» **EXTRACTED MATERIAL**:
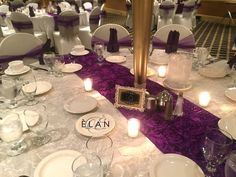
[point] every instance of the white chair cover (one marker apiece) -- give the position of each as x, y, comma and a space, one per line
22, 23
166, 11
186, 38
67, 37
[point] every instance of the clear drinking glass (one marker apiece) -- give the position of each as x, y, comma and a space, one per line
103, 147
88, 165
217, 145
11, 131
99, 48
29, 87
230, 165
10, 90
49, 60
39, 128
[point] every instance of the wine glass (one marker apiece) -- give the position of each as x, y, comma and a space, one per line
103, 147
29, 87
40, 126
87, 165
10, 90
216, 146
230, 165
99, 49
11, 131
49, 60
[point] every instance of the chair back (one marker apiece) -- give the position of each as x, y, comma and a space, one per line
4, 8
101, 34
29, 46
68, 24
186, 38
167, 9
21, 22
94, 18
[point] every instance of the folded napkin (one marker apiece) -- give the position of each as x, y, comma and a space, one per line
31, 11
113, 45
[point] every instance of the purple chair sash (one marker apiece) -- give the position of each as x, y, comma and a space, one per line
94, 19
67, 21
37, 51
22, 25
125, 41
185, 43
188, 8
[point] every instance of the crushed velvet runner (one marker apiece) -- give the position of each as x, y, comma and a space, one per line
184, 135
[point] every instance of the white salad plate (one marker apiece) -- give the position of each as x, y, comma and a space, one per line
74, 53
58, 164
173, 165
228, 125
10, 72
95, 124
71, 68
116, 59
80, 104
231, 93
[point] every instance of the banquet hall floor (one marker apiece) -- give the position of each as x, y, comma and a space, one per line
218, 37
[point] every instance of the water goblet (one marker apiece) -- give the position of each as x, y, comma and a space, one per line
99, 49
49, 60
217, 145
230, 165
103, 147
39, 128
87, 165
29, 87
11, 131
10, 90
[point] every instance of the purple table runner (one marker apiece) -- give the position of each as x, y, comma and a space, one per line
184, 135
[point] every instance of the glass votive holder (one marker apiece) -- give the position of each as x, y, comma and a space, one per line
204, 99
133, 127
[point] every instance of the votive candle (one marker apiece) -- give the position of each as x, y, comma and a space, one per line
204, 99
88, 84
162, 71
133, 127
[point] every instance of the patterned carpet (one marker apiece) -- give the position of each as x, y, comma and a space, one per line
218, 37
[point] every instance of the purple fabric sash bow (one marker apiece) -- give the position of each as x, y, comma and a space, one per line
22, 25
67, 21
166, 7
37, 51
185, 43
94, 19
125, 41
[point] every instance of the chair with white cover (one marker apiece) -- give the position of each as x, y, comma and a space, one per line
186, 18
67, 37
22, 23
30, 47
101, 34
166, 13
186, 38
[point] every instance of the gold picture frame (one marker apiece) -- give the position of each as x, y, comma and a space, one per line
130, 98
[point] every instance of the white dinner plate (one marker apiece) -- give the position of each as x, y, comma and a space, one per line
231, 93
25, 69
74, 53
42, 87
95, 124
57, 164
116, 59
80, 104
150, 72
228, 125
172, 87
174, 165
71, 67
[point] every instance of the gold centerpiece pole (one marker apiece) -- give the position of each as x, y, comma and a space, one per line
142, 18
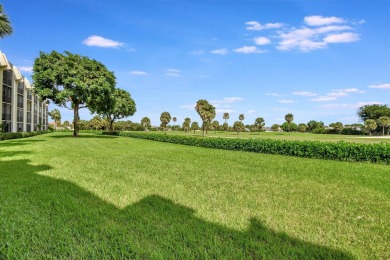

» **EXERCISE**:
Pictures aside, retype the entries above exactly as they are.

» **SOLUTION**:
[point] every instance of the white chair cover (one marker apiece) -- give the position of each as x, y, comma and a space, one per line
22, 23
166, 11
186, 38
67, 37
[point] every instance of the clear drinking glass (one marker apiece) -- give the position of each as x, y, comma and a space, one per line
103, 147
88, 165
217, 145
11, 131
99, 48
29, 87
230, 165
10, 90
49, 60
39, 128
[point] every instance of the wine glass (one marker apiece) -- give the position of each as x, y, comma and a space, one per line
103, 147
29, 87
40, 126
87, 165
10, 90
216, 146
230, 165
99, 49
11, 131
49, 60
[point] every instance of the chair back (one marker apiece) -- give the position of each as x, y, comma and a space, one per line
4, 8
101, 34
29, 46
68, 24
186, 38
167, 9
21, 22
94, 18
[point] every instance of the folded napkin (one marker apiece) -- give the position of each as x, y, comma and a space, one per line
31, 11
113, 45
[point] every instance of the purple chair sash (one marker apiece) -- give the position of each as x, y, comma and a space, one per line
94, 19
67, 21
37, 51
22, 25
125, 41
185, 43
188, 8
[point] every instance of the crushed velvet runner (one marker apiece) -- give the position of each as x, y, comma and a space, one per line
184, 135
[point] every instance of the white salad plate (one marker apiece) -- give the position of each as x, y, comma and a space, one per line
74, 53
58, 164
173, 165
228, 125
10, 72
95, 124
71, 68
116, 59
80, 104
231, 93
[point] every instance of the banquet hall floor (one marker apiece) -- give the position of each as x, y, comma and a space, one per line
218, 37
[point] every instance of the water goblet (one marker apiece) -- give the position of each as x, y, comma and a space, one per line
99, 49
49, 60
217, 145
230, 165
103, 147
39, 128
87, 165
29, 87
11, 131
10, 90
[point] every instance of the purple table runner (one marker apiece) -- give the position of each as x, y, comma and a space, one per line
184, 135
[point] every instance of the glass votive holder (one marker apiece) -- give the position of each as x, y, comma and a space, one per line
204, 99
133, 127
[point] every instance of the votive candle (one marker apiece) -- give the position of each as x, y, comma and a space, one per line
204, 99
88, 84
162, 71
133, 127
[point] every instance of the patterned carpet (one marker apiece) -- give the position of each as x, y, comma and a space, one per line
218, 37
[point] every instance of the purple fabric sash bow (one marker apiece) -- give the position of each as x, y, comma and a space, one per line
22, 25
67, 21
166, 7
37, 51
185, 43
94, 19
125, 41
[point] every instance of the chair with white cover (one marker apiece) -- give the position of each as x, y, comma and a space, one per line
186, 18
67, 37
22, 23
30, 47
101, 34
166, 13
186, 38
[point] every instance of the gold picture frame (one marker apiece) -- give the position of each as x, y, comma and a space, one per line
130, 98
[point] every instance of the white dinner plate (one marker apiece) -- give the position of each as x, y, comma and a space, one per line
231, 93
25, 69
74, 53
42, 87
95, 124
57, 164
116, 59
80, 104
150, 72
228, 125
172, 87
174, 165
71, 67
[point] every instance of the gold centerpiece pole (one marker apiece) -- give the position of each as x, y, comma and a space, one per line
142, 18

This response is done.